# Was ist eine Programmiersprache? Genaue Definition



## Crysis nerd (7. Juni 2011)

Ich bin auf die Idee gekommen, dies mal zu fragen, als ich in dem Thread "Welche Programmiersprache benutz ihr" geguckt habe.
Eigentlich wollte ich sofort meckern, aber ich frag doch erstmal 

Also, Wo unterscheidet man Zwischen Scriptsprache und Programmiersprache und was is eig html?

Also, nach meinem jetzigen Wissen bzw meiner Einschätzung, würde ich sagen:

Programmiersprache - wird compiliert, ist linkbar (zu einer Datei, exe oder dll oder so) -> c/C++, C#
Scriptsprache - Wird interpretiert, liegt meist in Klartext vor -> Php, perl, MaxScript ()
anderes Zeugs - wird ebenfalls interpretiert, hat jedoch keine Programmabläufe (also keine ablaufregelnde Befehle) -> HTML

Und jetzt ist noch die frage: Muss man mit einer Programmiersprache ein Betriebsystem programmieren können, damit es eine ist? Falls ja, würde Java und C# rausfallen, weil die ja in "virtuellen umgebungen" arbeiten.
Was Delphi und Co ist, weiß ich nich..

Ma auf eure Meinung gespannt 

Lukas


----------



## Bauer87 (8. Juni 2011)

HTML ist (wie der Name schon sagt), eine Markup Language, sprich eine Sprache für die Textauszeichnung (Formatierung etc)http://dict.leo.org/ende?lp=ende&p=CqhggsWkAA&search=Textauszeichnung&trestr=0x8001.

> [Angezeigte Informationen]

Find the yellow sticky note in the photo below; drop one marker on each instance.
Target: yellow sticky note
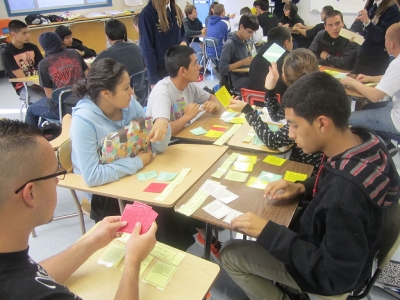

> [Aufgabe A] Prüfe, ob die Aussagen (i) bis (iii) mit dem Forumsthread zur Definition von Programmiersprachen übereinstimmen, und beantworte jede mit Ja oder Nein samt den ausschlaggebenden Worten im genauen Wortlaut. (i) HTML wird als Markup Language bezeichnet. (ii) Laut dem ersten Beitrag wird eine Scriptsprache compiliert. (iii) Der Verfasser des ersten Beitrags weiß, was Delphi ist.
> [Aufgabe B] Gib den Forumsthread zur Definition von Programmiersprachen beginnend bei „Ich bin auf“ und endend bei „is eig html?“ wieder und benenne dabei „Scriptsprache“ in „Skriptsprache“ um.
> [Aufgabe C] Führe den Forumsthread zur Definition von Programmiersprachen ab seinem letzten Satz weiter.
Das Material spielt hierfür keine Rolle.

> [Ausgabe A]
(i) Ja: „HTML ist (wie der Name schon sagt), eine Markup Language“
(ii) Nein: „Scriptsprache - Wird interpretiert, liegt meist in Klartext vor“
(iii) Nein: „Was Delphi und Co ist, weiß ich nich..“

> [Ausgabe B]
Ich bin auf die Idee gekommen, dies mal zu fragen, als ich in dem Thread "Welche Programmiersprache benutz ihr" geguckt habe.
Eigentlich wollte ich sofort meckern, aber ich frag doch erstmal 

Also, Wo unterscheidet man Zwischen Skriptsprache und Programmiersprache und was is eig html?

> [Ausgabe C]
Ob ein Betriebssystem programmiert werden kann, hängt nicht mit der Unterscheidung Programmier- /Scriptsprache zusammen. (Ein OS in Java gab es afaik sogar mal, und wenn der Prozessor es interpretieren könnte, wäre auch ein PHP-Betriebssystem möglich (ist halt Turing-vollständig) Theoretisch könnte man selbst als Exel-Makro  alles mögliche schreiben.


----------



## Supeq (8. Juni 2011)

Programmiersprache ist für mich der Oberbegriff für jedes Konzept, welches dazu dient, ohne Anwendung von Maschinensprache(Binärcode) Computersoftware zu produzieren. Dadurch wird es dem normalen Menschen (Wenn man Programmierer als normal bezeichnen darf ) erst möglich, Informationen vom Computern verarbeiten zu lassen.

Ja, selbst PHP,PERL und HTML zähle ich zu den Programmiersprachen, denn diese werden auch kompiliert. Sei es zur Laufzeit über einen Interpreter (PHP) oder über Umwege (HTML->Browser->Kernel->Hardware). Durch meine weitläufige Definition fallen sogar Worddokumente und Paintzeichnungen unter den Begriff "Programmiersprache", man muss nur auf der richtigen Metaebene denken.

Die Antwort auf die Frage, ob man mit einer PS ein OS programmieren können muss, damit sie eine ist, lautet also: nein!^^


----------



## Crysis nerd (8. Juni 2011)

Bauer87 schrieb:


> HTML ist (wie der Name schon sagt), eine Markup Language, sprich eine Sprache für die Textauszeichnung (Formatierung etc).
> 
> Ob ein Betriebssystem programmiert werden kann, hängt nicht mit der Unterscheidung Programmier- /Scriptsprache zusammen. (Ein OS in Java gab es afaik sogar mal, und wenn der Prozessor es interpretieren könnte, wäre auch ein PHP-Betriebssystem möglich (ist halt Turing-vollständig) Theoretisch könnte man selbst als Exel-Makro  alles mögliche schreiben.



Ich hab auch schon von einem C# OS gehört, aber für solche muss immer vorher ein entsprechender Interpreter bzw virtuelle Umgebung aufgebaut werden. Und ja klar, dann wäre es auch mit PHP möglich etc..
zwischenfrage: "Turing-vollständig"?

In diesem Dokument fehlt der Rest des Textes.